| Exercise data |
·····

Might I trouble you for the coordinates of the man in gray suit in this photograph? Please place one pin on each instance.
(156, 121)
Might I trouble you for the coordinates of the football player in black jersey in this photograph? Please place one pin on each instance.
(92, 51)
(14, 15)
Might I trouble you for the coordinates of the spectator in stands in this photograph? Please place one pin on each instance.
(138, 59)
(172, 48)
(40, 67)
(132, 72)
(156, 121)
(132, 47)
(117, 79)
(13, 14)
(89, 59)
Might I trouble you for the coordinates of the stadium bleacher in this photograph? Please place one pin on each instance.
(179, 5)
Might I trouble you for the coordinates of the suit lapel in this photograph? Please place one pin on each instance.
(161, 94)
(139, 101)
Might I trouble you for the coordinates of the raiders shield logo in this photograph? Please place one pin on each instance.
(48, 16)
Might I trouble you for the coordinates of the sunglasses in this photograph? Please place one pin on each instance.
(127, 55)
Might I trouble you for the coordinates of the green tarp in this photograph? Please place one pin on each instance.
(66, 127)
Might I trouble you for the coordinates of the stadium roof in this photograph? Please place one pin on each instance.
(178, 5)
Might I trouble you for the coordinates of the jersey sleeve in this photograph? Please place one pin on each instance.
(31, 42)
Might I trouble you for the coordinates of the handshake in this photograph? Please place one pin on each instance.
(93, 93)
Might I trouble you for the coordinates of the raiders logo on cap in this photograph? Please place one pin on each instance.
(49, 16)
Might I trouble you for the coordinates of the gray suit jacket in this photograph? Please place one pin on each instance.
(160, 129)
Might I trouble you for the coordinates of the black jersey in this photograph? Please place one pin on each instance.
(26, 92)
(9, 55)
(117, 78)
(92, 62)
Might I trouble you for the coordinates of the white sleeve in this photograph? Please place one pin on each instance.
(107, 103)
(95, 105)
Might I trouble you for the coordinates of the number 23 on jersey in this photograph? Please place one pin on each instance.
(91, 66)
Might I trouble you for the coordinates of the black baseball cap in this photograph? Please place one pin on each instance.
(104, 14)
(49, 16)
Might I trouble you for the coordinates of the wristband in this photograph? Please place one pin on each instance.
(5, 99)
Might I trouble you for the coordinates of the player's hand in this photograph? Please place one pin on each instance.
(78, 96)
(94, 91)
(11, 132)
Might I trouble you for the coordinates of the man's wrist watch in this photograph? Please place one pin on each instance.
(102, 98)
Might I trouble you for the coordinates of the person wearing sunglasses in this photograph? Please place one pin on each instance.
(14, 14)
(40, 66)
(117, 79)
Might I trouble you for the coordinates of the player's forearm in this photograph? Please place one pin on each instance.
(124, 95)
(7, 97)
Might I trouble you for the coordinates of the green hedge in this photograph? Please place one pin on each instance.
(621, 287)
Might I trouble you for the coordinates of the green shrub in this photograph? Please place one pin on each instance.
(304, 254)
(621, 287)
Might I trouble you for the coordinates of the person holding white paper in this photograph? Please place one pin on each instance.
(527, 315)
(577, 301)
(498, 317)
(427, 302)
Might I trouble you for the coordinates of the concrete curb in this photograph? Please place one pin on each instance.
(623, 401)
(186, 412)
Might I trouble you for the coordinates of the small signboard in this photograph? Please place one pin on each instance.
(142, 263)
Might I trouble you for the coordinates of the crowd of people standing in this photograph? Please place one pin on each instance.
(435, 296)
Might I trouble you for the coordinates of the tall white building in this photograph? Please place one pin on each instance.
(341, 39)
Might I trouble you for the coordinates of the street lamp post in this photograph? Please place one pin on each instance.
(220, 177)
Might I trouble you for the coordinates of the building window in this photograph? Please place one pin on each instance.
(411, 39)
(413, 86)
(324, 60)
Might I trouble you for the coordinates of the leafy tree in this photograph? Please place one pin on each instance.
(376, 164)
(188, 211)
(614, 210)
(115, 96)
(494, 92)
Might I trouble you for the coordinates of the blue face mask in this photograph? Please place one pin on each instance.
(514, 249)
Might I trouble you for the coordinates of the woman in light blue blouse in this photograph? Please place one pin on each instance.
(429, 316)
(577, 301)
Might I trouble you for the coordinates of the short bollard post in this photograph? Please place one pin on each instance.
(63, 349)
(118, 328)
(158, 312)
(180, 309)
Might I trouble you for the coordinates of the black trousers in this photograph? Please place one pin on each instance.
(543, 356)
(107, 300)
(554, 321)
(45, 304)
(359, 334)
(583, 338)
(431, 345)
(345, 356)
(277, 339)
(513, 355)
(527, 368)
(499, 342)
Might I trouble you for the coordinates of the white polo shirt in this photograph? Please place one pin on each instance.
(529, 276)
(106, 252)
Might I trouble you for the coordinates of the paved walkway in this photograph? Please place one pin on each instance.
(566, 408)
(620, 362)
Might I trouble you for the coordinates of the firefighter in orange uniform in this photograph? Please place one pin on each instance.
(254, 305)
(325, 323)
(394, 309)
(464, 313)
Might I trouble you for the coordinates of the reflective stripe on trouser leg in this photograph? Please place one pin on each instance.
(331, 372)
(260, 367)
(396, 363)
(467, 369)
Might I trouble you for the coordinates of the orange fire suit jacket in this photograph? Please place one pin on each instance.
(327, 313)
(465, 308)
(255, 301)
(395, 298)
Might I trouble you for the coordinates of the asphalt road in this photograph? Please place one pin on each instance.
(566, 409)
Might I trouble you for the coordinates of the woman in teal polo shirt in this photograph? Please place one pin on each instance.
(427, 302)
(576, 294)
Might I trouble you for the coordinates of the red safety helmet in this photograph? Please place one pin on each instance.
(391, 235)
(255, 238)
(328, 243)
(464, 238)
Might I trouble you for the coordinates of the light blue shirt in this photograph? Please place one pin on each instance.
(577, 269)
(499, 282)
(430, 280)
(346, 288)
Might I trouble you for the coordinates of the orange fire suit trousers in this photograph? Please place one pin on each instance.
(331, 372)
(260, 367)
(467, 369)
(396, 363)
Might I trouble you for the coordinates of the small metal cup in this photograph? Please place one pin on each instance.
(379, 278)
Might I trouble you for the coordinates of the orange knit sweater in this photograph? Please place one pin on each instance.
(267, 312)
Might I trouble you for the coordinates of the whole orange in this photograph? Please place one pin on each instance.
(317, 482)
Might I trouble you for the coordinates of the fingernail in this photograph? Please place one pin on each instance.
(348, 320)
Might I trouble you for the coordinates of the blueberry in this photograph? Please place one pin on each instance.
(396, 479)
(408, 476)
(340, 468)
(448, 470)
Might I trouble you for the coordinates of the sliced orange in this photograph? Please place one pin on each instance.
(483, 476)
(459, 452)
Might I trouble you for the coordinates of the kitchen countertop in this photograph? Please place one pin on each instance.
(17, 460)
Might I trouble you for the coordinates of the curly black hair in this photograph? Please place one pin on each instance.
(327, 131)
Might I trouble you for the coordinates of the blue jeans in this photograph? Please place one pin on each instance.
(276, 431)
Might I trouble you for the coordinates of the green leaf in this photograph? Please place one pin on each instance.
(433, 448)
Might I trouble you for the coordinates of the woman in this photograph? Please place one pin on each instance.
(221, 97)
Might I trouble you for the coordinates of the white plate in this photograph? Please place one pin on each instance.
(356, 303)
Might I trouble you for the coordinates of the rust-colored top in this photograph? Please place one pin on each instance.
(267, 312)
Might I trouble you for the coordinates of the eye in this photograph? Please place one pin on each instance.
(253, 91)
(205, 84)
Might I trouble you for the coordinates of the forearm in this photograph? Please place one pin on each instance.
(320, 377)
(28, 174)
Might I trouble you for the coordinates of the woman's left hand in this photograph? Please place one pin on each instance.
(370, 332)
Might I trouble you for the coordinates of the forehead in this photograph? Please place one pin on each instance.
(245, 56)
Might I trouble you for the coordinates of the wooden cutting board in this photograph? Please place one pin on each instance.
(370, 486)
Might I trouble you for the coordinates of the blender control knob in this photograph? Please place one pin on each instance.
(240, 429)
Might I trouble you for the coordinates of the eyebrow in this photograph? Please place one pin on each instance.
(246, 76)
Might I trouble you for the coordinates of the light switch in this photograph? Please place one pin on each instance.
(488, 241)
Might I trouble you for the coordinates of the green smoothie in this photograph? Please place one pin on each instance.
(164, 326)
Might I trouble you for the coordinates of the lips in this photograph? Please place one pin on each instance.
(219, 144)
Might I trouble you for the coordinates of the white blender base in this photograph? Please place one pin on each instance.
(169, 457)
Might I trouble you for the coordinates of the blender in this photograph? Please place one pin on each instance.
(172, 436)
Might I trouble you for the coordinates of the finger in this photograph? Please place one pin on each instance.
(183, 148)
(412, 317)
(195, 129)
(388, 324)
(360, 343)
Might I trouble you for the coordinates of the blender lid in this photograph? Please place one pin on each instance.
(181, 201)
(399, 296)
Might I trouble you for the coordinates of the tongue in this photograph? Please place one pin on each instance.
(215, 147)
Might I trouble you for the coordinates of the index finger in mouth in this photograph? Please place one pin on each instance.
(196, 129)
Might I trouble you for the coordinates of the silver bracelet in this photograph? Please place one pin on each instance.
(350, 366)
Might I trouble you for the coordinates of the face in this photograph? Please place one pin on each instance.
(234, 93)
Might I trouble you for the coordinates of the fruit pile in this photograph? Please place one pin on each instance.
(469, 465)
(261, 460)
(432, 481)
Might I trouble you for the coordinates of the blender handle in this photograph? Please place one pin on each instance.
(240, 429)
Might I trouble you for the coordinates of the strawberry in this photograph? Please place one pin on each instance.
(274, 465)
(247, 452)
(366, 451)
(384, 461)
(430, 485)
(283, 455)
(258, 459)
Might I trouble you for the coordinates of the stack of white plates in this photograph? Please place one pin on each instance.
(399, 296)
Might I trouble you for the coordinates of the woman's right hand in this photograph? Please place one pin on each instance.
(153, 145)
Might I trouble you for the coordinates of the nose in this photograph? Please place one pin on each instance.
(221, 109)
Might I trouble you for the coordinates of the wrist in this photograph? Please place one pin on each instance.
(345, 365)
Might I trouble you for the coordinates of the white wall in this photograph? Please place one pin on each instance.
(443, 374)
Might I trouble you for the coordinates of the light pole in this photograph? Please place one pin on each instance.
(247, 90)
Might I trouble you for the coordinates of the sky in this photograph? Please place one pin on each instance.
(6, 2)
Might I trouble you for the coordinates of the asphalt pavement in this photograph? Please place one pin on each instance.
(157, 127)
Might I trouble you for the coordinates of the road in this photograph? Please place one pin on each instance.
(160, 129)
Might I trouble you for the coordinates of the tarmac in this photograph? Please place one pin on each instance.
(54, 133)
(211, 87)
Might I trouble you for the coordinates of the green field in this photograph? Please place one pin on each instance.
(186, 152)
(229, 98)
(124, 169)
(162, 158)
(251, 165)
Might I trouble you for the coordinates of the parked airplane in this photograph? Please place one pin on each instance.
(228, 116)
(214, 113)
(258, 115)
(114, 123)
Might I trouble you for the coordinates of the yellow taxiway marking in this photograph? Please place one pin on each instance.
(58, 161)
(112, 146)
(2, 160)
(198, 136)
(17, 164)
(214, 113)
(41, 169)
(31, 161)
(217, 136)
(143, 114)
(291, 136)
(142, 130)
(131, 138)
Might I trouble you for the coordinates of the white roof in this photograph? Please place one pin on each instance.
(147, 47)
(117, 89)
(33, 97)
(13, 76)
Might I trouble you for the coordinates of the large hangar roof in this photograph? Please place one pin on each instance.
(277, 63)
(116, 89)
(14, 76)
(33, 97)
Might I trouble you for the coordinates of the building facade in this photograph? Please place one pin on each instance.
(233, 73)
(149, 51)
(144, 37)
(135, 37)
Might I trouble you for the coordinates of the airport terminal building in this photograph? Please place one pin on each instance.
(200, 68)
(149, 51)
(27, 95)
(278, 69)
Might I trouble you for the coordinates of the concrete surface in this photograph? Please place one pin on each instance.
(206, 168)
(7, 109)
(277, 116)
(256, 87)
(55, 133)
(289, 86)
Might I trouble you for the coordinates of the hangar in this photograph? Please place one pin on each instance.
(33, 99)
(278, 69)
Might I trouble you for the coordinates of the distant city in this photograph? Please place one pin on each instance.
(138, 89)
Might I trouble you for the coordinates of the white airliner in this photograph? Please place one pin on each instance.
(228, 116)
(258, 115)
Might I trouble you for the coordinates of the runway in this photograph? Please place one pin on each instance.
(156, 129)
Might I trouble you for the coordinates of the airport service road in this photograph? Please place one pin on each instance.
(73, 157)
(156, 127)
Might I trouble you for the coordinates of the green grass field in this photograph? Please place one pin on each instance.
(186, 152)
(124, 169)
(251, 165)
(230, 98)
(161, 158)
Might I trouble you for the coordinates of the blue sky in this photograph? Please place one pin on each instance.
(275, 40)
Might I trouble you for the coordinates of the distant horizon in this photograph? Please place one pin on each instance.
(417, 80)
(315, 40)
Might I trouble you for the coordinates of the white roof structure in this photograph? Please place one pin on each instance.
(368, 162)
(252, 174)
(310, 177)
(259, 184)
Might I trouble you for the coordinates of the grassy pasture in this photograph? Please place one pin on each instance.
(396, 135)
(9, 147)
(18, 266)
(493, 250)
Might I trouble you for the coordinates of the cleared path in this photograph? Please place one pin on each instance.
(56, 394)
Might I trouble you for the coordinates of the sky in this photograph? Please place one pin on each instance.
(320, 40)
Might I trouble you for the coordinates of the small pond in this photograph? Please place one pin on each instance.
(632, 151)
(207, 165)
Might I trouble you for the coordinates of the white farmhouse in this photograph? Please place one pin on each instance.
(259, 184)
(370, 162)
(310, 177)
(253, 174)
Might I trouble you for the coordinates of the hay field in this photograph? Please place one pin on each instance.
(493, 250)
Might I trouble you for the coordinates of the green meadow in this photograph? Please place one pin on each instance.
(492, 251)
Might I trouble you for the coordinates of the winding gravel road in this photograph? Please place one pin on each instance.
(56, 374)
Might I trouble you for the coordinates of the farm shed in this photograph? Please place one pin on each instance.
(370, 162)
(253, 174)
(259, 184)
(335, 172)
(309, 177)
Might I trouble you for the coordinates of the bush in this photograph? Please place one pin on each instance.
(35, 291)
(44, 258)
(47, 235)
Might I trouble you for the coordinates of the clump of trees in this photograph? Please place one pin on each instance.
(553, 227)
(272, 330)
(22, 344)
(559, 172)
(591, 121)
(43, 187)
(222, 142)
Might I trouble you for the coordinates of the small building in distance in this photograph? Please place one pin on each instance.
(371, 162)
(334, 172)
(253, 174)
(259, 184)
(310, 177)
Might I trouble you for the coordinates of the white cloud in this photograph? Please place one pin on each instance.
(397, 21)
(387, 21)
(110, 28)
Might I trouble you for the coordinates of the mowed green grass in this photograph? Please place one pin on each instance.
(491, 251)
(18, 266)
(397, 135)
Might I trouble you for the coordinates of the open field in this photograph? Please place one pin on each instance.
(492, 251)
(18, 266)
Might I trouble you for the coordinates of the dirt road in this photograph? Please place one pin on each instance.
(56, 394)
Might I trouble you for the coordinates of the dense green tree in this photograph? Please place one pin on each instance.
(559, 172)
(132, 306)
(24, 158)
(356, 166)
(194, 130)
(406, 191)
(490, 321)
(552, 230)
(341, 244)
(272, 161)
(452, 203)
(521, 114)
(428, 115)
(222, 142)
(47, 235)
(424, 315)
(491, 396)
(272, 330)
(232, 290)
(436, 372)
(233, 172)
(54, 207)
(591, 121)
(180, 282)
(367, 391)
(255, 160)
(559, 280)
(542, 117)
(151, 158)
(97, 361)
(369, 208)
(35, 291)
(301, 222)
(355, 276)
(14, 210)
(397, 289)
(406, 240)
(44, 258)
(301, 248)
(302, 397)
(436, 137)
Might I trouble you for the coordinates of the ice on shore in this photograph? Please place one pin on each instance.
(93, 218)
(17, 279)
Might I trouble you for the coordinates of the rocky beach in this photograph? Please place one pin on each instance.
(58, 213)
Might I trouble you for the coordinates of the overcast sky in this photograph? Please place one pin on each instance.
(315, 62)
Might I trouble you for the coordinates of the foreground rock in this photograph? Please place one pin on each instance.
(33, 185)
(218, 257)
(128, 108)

·····

| Set exercise |
Starting at the line that contains "Might I trouble you for the coordinates of the ice" and ending at the final line of the items, arrange every line as a JSON list of strings, one string per line, with blank lines omitted.

| Response for this exercise |
[
  "Might I trouble you for the coordinates of the ice on shore in this photograph? Please place one pin on each instance.",
  "(93, 218)",
  "(17, 279)",
  "Might I trouble you for the coordinates of the rocky beach in this photograph? Please place one pin on each instance.",
  "(58, 213)",
  "Might I trouble you for the coordinates of the overcast sky in this photograph? Please place one pin on each instance.",
  "(315, 62)",
  "Might I trouble you for the coordinates of the foreground rock in this photograph? Please place one pin on each instance.",
  "(33, 185)",
  "(218, 257)",
  "(128, 108)"
]